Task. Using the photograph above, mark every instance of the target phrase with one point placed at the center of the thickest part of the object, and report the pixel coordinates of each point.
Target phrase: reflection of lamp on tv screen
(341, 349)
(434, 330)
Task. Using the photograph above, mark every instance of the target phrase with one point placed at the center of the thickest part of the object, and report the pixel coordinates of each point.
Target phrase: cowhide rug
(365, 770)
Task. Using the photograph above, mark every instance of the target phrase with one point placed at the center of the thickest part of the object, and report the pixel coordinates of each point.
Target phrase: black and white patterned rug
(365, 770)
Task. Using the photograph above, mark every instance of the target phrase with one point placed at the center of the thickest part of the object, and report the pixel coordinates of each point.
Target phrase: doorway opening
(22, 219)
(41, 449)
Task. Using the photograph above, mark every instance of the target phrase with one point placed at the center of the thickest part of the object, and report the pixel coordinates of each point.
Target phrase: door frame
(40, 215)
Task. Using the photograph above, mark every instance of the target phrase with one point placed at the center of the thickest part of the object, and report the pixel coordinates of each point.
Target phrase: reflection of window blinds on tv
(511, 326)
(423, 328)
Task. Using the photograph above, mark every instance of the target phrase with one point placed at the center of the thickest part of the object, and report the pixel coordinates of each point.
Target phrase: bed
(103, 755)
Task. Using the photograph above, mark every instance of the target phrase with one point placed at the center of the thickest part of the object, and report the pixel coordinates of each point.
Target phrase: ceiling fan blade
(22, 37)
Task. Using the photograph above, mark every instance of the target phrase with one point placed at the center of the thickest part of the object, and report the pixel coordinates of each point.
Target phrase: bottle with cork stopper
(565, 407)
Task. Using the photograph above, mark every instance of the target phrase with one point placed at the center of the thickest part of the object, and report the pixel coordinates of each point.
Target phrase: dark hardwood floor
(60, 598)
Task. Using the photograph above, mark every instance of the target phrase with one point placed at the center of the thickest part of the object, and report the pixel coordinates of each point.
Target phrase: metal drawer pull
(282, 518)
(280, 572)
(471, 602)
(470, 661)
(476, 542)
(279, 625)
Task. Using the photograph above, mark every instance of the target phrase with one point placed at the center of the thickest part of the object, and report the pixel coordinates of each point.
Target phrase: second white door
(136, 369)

=== WHAT NEEDS TO BE DONE ===
Count the lines in the listing that contain the word "white", and give only that number.

=== EXERCISE ANSWER ===
2